ACTION ITEM:
From the first line to the last, set down the material exactly and drop every picture.

DATA EXTRACTS:
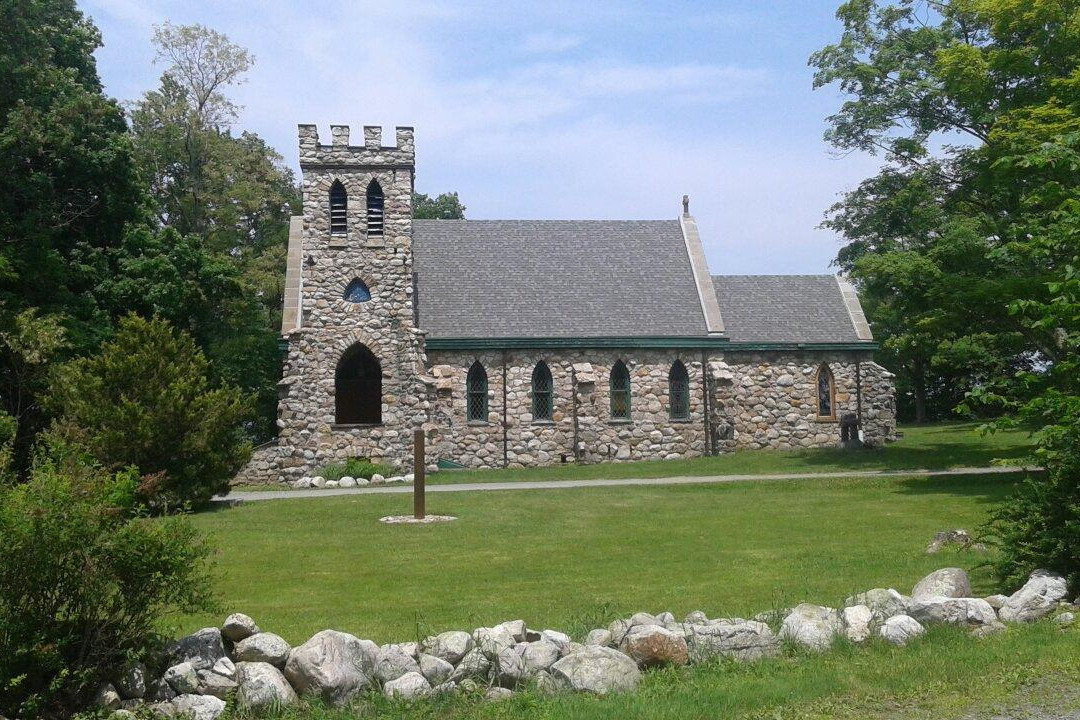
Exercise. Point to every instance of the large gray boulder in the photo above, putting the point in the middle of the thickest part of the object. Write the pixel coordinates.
(953, 611)
(856, 623)
(212, 683)
(747, 640)
(946, 583)
(393, 662)
(407, 687)
(596, 669)
(434, 669)
(901, 629)
(653, 646)
(261, 687)
(239, 626)
(198, 707)
(183, 678)
(262, 648)
(812, 626)
(335, 666)
(1037, 599)
(202, 649)
(540, 655)
(450, 646)
(883, 602)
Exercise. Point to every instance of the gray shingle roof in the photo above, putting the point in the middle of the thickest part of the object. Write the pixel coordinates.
(783, 309)
(535, 279)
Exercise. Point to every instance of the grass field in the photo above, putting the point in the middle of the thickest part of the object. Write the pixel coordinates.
(922, 447)
(570, 559)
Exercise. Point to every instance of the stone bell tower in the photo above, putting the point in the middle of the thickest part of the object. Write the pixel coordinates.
(352, 380)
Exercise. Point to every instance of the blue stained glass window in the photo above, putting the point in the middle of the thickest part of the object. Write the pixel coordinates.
(358, 291)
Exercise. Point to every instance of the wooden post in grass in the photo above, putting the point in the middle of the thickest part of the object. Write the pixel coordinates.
(419, 465)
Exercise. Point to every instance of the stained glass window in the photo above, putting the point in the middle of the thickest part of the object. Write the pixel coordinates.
(339, 209)
(825, 408)
(541, 392)
(620, 392)
(678, 392)
(375, 208)
(476, 393)
(358, 291)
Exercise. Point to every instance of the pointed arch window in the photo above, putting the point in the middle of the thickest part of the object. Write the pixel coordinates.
(678, 392)
(375, 208)
(620, 391)
(542, 384)
(339, 209)
(476, 393)
(356, 291)
(825, 385)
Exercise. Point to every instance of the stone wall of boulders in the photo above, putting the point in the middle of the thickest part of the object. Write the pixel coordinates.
(261, 670)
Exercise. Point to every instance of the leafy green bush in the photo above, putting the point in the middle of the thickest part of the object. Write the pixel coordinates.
(352, 467)
(145, 399)
(84, 583)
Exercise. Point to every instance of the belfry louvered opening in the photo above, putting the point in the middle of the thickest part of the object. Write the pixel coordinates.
(339, 209)
(375, 208)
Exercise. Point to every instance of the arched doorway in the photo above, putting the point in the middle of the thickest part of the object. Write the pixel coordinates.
(358, 388)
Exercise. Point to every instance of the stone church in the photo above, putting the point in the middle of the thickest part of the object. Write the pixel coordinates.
(538, 342)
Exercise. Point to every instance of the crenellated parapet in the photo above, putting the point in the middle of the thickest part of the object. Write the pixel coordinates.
(340, 153)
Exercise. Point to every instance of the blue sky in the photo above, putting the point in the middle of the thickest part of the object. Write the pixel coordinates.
(570, 110)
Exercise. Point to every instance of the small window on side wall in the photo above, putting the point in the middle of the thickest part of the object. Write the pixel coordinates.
(476, 393)
(825, 385)
(339, 209)
(620, 392)
(375, 208)
(678, 392)
(356, 291)
(542, 384)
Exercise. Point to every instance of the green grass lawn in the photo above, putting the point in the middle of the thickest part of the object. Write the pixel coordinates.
(922, 447)
(572, 559)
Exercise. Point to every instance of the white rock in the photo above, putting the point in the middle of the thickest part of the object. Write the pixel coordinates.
(1037, 598)
(132, 682)
(198, 707)
(540, 655)
(107, 697)
(392, 663)
(434, 669)
(407, 687)
(262, 648)
(335, 666)
(261, 685)
(947, 582)
(596, 669)
(901, 629)
(183, 678)
(812, 626)
(450, 646)
(953, 611)
(856, 623)
(226, 668)
(239, 626)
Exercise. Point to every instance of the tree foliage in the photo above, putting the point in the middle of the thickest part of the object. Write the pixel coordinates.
(84, 583)
(146, 399)
(945, 90)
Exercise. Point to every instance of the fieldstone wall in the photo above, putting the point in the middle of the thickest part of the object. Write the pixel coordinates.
(754, 401)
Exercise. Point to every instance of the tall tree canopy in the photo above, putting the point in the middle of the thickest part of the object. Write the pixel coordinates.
(945, 91)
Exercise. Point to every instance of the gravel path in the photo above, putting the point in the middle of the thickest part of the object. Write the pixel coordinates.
(252, 496)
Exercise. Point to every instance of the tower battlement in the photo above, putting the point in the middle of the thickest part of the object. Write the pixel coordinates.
(340, 153)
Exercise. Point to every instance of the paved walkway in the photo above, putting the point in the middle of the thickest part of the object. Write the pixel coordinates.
(565, 485)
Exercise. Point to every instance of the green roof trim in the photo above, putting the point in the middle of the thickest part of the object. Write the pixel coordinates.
(690, 342)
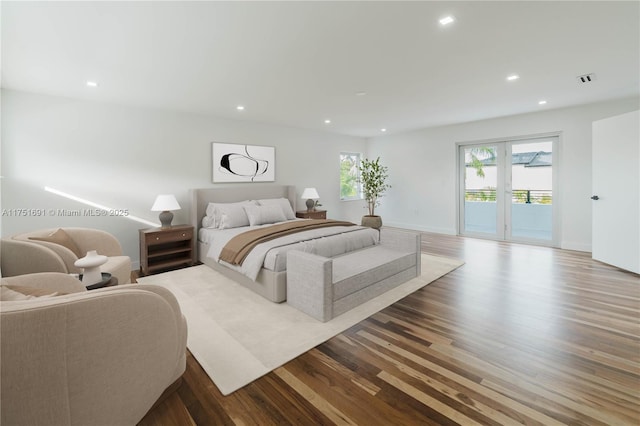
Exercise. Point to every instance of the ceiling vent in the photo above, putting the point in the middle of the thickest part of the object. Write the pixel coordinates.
(587, 78)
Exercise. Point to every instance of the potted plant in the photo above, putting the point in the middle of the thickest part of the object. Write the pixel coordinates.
(373, 177)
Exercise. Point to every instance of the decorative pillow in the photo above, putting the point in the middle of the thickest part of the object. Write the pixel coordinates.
(233, 220)
(215, 211)
(62, 238)
(261, 215)
(208, 222)
(284, 204)
(14, 292)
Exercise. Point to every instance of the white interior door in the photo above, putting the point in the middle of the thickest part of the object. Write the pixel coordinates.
(616, 191)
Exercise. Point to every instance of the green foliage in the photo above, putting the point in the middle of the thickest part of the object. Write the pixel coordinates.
(373, 177)
(348, 176)
(478, 154)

TASK OUTPUT:
Exercise. Point to every instance of the large gray boulder in the photo above, putting the point in the middle of the thickest part of the object. Write the pixel coordinates.
(953, 611)
(856, 623)
(212, 683)
(747, 640)
(946, 583)
(393, 662)
(407, 687)
(596, 669)
(434, 669)
(901, 629)
(653, 646)
(261, 687)
(239, 626)
(198, 707)
(183, 678)
(262, 648)
(812, 626)
(335, 666)
(1037, 599)
(202, 649)
(540, 655)
(450, 646)
(883, 602)
Exercise. Point to every instance of the gray shingle roof in the photo above, putting the point in the middle of the thickest part of the object. Write the pixel coordinates.
(783, 309)
(535, 279)
Exercise. Point to every instance of the grass field in the photo above, putting the point in the middle of the thickest part of the object. Write the pixel coordinates.
(922, 447)
(570, 559)
Exercise. Point to every instance of the stone bell tower in the photo above, putting the point in the middle of the thickest part of the object. Write the pixel coordinates.
(352, 380)
Exercise. Point to every instance of the blue stained glass window in the photo above, putting the point in the middle of the thickest part of the object. Write the pixel coordinates.
(358, 291)
Exercise. Point to every instance of the wooden post in grass in the photo above, putting the point in the middle of the thickest part of the object. Write the pixel coordinates.
(419, 465)
Exercise. Point to every instance of the stained glass window in the photo above, putting the point in the middle of the thickest part of the object. Write the pixel coordinates.
(339, 209)
(825, 408)
(541, 392)
(620, 392)
(678, 392)
(375, 208)
(476, 393)
(358, 291)
Exercise. Point to every instance of the pointed arch window in the photo above, putting the point in the middle of the thickest part of the object. Write the pixel coordinates.
(678, 392)
(375, 208)
(620, 391)
(542, 384)
(339, 209)
(476, 393)
(356, 291)
(825, 385)
Exercise. Point to every instance of the stone wall of boulders in the photo above, putting the point in the middle of the thickest part of the object. Write the pixel coordinates.
(261, 670)
Exercise. Point to every instance of the leafy green bush in the photo above, putting the point in the middle of the thickest part of the object. Write the pixel coordinates.
(352, 467)
(145, 399)
(84, 583)
Exercise. Point to every instance of the belfry louvered opening in the photo above, putting the point in the middle of the thickest part of the object. Write the pixel coordinates.
(339, 209)
(375, 208)
Exercise. Point to every instance of the arched doorway in the photo above, putting the point in the middle of the thickest part of the object. Write the pixel coordinates.
(358, 388)
Exercise. Point to every instance of the stone church in the photo above, putting the point in the middle of the thickest part of the object. Write the pixel coordinates.
(538, 342)
Exercise. Point to every instance of the crenellated parapet in the photo above, putting the point in the middle of the thickest part of the object. Write the pixel coordinates.
(340, 153)
Exercise. Point to every instance of the blue sky in the photo above, putting the point in the middle of the thickest part of the object. Write the pixel coordinates.
(570, 110)
Exercise. Point to every instance of the small window on side wall in the photo above, putting the point in the middle of the thickest part of the object. Write the pixel coordinates.
(476, 393)
(825, 385)
(339, 209)
(620, 392)
(375, 208)
(678, 392)
(356, 291)
(542, 384)
Exercise. Point to every instance of the green grass lawn in the photo above, putting the point in the middle of the thickest part of the object. Write the pixel coordinates.
(922, 447)
(572, 559)
Exercise. Point to every instance of the white rock in the photo above, putting the point in the middle of the thickest part of the object. Write the pixel coordinates.
(1037, 598)
(132, 682)
(198, 707)
(540, 655)
(107, 697)
(392, 663)
(434, 669)
(407, 687)
(262, 648)
(335, 666)
(261, 685)
(947, 582)
(596, 669)
(901, 629)
(183, 678)
(812, 626)
(450, 646)
(953, 611)
(856, 623)
(226, 668)
(239, 626)
Exercise. Point to every instance of the tree foliage in the photo above, putting the point in the middle of the thickest part of the object. Write the pixel coordinates.
(84, 583)
(146, 399)
(945, 90)
Exercise. Point to every instance of the fieldstone wall in the photo above, putting the point in the middle of the thickest part of the object. Write the pixel coordinates.
(754, 401)
Exercise. Point to every instance of the tall tree canopy in the photo above, putting the point in the middle of the thickest part of the object. Write the pixel coordinates.
(945, 91)
Exercise. Point to every instance of the gravel path in the photo above, putting the point in the middle of the thickest part of the object. Write the pixel coordinates.
(252, 496)
Exercise. Point to every instance of the tower battlement in the photo above, putting the point in the middle of the thickest part of the object. Write the pixel coordinates.
(340, 153)
Exercise. Point to every instance of the paved walkway in the photo above, putting the point in the middle of the thickest part of the object. Write the pixel coordinates.
(565, 485)
Exercise. Point to every instance of the green roof trim in the photo above, putting the point in the middle of the thickest part of the object. Write the pixel coordinates.
(690, 342)
Exercise. Point to every instance of the ceiling vent in the photo above, putting the point in the middle of the thickest part of the object. Write the pixel coordinates.
(587, 78)
Exercise. Point to every instance of the potted plant in the photo above, putting the point in the middle of the thickest part of the object. Write the pixel coordinates.
(373, 177)
Exercise. Point to every instance of the decorative pillow in the photo above, putting the point in the middle of the thickest part of the object. Write the pixel coordinates.
(233, 220)
(215, 211)
(62, 238)
(261, 215)
(208, 222)
(284, 204)
(14, 292)
Exercise. Point to every instance of the white interior door in the photo above, putting the point in the middle of the thickest part of the object. Write the pixel coordinates.
(616, 191)
Exercise. Point to every instance of the green foliage in the photo above, putting the point in the middle of the thickest part of the object. Write the pixel coordinates.
(373, 177)
(348, 176)
(478, 154)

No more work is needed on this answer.